┌──

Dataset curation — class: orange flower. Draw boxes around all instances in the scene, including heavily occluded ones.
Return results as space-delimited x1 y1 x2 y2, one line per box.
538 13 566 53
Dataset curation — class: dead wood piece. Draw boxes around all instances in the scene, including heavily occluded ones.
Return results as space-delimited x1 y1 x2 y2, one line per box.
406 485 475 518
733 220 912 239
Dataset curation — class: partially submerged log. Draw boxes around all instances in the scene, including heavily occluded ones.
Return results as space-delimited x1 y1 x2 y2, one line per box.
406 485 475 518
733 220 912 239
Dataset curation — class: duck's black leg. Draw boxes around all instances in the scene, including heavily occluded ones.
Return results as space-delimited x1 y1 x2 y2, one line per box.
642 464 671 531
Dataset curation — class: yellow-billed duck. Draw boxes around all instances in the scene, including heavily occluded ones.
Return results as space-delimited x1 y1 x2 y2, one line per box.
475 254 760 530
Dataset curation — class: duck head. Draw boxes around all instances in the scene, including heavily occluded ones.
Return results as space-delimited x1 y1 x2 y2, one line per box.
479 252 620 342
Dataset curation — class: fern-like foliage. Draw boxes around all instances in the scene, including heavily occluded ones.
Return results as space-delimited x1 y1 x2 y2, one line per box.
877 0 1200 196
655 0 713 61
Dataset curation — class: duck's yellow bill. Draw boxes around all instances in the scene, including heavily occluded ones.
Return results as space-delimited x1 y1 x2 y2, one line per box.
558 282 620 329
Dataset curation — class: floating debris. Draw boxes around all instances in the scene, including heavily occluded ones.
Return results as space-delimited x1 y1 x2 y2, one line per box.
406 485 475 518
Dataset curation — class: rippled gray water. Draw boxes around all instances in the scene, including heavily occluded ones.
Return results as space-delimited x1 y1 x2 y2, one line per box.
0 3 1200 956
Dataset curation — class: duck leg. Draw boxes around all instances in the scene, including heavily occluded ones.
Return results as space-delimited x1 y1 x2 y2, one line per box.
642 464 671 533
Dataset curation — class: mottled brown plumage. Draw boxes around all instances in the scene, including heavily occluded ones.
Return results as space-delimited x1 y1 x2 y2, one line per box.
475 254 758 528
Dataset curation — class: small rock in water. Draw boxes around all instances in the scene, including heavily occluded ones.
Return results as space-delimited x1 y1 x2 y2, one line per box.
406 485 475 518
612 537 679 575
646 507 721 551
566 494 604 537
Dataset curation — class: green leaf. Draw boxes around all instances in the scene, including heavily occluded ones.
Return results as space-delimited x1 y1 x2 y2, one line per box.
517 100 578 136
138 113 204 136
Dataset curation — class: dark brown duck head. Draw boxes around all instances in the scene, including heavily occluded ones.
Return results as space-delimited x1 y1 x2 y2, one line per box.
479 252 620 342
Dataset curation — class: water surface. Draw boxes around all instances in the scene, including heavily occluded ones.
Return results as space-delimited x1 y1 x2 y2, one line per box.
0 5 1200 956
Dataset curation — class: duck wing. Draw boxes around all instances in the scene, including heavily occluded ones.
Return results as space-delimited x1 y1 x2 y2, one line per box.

└──

Please recast the listing above as a numbered list, from the line containing "Dataset curation — class: dark" through the end of the listing, leaving out any blank lines.

1. Dataset curation — class: dark brown duck head. Draw boxes around all instances in the scene, including heavily occluded ones.
2. Return results as space-delimited x1 y1 x2 y2, one line per box.
3. 479 252 620 342
4. Dataset curation — class: water surface. Draw boxes around all instances in the scene, including heavily occluded ones.
5. Return results as space-delimited x1 y1 x2 y2, one line per box.
6. 0 5 1200 956
7. Dataset curation — class: duck wing. Draw boxes around all instances in the scene, including heavily occluded ones.
8. Return results as space-delimited x1 y1 x2 y2, one line per box.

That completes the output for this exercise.